:: Text passage ::
===
Photo from Jason Doucette's photostream
I keep potatoes all winter and into spring in my root cellar, buried in straw. The standard tips for storing potatoes are storing them out of light, having good air circulation, and optimal temps of 42-55ºF and high humidity so they don't dry out. Potatoes should not be washed before storing, and they should be allowed to cure for 2-3 days in a cool place to harden the fragile skins.
Check carefully for blemishes and soft spots, or damage from digging. Use those right away (or discard) instead of storing. Store in paper bags but not plastic bags so they can breathe. (As I said, I bury mine in straw.) Potatoes exposed to light will develop a green tint which make the potatoes bitter, and eating a lot of green potatoes at one time is potentially toxic.
Potatoes will enter a period of dormancy, and research has shown temperatures of 42-50ºF extends dormancy the longest although that varies somewhat with variety. The colder temps, however, will cause the potato starch to turn to sugar, and those potatoes if fried will be dark. Do not store potatoes next to onions or fruit, which produce hormones and gasses that will spoil both crops.
I always lose a few from rot, probably from a blemish I overlooked when storing them. But, by the time spring rolls around and the temps are warming, the remaining potatoes always start to sprout, even in the absence of light.
Recently I read on The Old Foodie a notion she took from old ship's logs (logged 200 or more years ago). It seems the potatoes stored on ships for the long voyage from England to Australia didn't fare well. One log said if you drop the fresh potatoes in boiling water for a minute or so, then chill immediately, it 'cooks' the eyes just enough that the potato will not use it's energy to sprout, and will keep better on the long journey.
I'm curious to see if it really works, so I think I will experiment with a few potatoes this winter. I always have an abundance from my garden. The only thing is for me to remember that the potatoes I dip have to be set aside so I don't try to use them in spring as seed potatoes!
===
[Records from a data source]
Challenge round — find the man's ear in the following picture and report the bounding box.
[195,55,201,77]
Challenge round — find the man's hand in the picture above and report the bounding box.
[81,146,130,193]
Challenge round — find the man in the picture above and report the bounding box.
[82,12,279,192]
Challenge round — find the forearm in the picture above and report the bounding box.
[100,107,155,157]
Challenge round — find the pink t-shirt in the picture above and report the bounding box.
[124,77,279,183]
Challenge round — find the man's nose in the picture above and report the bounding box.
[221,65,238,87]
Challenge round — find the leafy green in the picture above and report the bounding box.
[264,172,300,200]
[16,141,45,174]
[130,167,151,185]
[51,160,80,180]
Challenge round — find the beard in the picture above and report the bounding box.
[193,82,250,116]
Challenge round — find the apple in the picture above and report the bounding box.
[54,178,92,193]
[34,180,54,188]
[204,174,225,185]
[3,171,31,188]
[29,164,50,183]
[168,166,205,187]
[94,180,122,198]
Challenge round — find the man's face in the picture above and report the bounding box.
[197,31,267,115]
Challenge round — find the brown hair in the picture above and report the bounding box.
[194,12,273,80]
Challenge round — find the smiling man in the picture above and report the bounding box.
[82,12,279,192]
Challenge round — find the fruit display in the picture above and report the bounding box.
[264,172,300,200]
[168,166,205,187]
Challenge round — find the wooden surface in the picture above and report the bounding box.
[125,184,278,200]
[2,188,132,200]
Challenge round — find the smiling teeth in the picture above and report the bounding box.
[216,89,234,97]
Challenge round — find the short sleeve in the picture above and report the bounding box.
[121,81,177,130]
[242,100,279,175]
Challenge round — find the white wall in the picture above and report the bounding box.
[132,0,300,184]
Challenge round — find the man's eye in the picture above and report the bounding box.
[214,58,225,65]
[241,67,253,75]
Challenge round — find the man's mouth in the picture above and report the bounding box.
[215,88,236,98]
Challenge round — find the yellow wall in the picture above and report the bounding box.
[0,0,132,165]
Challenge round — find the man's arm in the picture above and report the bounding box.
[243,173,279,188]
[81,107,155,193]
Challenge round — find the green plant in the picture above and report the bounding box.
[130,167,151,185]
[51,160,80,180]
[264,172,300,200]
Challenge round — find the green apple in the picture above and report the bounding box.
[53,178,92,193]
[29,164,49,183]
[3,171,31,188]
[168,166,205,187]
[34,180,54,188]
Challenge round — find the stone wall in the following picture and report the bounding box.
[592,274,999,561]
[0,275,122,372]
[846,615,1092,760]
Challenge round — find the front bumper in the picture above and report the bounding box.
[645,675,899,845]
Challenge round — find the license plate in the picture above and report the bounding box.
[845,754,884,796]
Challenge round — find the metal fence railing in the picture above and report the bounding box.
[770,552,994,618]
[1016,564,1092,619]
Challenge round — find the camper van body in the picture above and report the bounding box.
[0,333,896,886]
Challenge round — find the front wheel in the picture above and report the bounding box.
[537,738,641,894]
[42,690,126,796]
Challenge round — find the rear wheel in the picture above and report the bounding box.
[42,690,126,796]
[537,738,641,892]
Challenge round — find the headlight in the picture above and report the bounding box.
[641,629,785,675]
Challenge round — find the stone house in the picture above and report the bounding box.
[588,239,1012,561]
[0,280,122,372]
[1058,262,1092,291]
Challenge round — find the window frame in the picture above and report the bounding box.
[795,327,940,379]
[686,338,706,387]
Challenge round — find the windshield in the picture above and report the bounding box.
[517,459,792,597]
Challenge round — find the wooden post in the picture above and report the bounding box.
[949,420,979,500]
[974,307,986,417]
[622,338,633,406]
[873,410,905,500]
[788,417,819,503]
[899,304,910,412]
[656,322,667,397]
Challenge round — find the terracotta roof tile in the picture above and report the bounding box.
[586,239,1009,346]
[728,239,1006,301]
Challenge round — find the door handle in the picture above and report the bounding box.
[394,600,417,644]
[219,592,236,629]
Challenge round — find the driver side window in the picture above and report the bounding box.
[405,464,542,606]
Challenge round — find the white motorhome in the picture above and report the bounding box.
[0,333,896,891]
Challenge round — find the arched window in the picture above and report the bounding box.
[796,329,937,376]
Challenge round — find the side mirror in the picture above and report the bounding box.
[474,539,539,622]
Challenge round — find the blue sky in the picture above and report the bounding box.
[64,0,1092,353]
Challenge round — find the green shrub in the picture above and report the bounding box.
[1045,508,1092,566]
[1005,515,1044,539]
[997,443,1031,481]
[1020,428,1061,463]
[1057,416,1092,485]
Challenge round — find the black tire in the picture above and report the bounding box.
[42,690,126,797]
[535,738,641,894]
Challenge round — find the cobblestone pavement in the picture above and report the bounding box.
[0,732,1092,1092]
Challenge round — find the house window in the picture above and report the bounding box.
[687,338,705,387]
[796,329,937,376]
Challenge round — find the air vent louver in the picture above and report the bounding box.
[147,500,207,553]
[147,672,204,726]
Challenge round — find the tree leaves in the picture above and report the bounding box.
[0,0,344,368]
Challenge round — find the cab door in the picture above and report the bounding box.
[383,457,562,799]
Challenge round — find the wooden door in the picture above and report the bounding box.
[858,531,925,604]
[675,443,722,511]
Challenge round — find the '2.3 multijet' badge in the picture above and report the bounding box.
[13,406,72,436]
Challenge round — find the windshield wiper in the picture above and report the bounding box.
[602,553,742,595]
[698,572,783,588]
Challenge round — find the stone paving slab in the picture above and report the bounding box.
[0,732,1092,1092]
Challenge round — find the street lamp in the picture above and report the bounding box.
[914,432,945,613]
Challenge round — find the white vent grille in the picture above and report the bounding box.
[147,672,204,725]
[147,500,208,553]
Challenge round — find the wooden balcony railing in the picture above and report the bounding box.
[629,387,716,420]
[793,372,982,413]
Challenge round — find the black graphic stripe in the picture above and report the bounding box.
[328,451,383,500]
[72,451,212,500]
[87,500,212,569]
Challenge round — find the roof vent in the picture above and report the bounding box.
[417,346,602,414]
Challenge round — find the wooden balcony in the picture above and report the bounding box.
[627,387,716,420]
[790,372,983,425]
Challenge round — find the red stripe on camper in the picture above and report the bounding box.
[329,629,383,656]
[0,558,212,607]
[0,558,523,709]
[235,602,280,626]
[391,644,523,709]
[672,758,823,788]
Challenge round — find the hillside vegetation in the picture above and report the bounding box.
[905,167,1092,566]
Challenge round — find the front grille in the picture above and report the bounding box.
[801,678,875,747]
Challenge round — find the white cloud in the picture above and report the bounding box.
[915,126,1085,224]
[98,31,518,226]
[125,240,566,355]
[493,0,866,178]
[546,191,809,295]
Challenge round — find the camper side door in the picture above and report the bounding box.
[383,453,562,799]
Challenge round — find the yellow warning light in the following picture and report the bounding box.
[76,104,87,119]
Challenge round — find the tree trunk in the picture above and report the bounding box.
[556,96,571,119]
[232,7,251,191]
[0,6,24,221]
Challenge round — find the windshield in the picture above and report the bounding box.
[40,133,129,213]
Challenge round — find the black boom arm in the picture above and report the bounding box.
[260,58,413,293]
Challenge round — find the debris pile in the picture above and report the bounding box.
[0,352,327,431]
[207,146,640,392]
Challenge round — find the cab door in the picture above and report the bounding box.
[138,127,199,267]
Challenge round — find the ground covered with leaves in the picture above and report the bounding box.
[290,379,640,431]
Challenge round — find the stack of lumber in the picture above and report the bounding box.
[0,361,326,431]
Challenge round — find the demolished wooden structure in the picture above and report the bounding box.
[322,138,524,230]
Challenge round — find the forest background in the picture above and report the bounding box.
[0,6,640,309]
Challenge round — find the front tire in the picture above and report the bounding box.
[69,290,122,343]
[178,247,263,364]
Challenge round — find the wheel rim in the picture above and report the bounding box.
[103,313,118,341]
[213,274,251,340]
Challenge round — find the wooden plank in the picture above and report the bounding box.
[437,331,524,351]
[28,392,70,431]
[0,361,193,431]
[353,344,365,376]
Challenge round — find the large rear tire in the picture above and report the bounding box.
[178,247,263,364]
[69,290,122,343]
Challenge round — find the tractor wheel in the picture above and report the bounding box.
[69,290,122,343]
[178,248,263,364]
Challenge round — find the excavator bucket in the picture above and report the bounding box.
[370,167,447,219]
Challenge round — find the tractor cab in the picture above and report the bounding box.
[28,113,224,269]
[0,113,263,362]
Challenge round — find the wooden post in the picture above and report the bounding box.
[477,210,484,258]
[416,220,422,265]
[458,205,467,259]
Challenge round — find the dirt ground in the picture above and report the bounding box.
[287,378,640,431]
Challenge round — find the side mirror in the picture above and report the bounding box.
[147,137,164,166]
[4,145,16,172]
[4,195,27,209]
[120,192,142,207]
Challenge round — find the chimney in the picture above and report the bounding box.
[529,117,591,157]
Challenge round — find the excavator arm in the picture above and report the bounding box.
===
:: Task goal ::
According to the potato storage text, why shouldn't potatoes be stored next to onions or fruit? Answer in one to three sentences.

:: Exercise answer ::
Onions and fruit produce hormones and gasses. Keeping them next to potatoes will spoil both crops.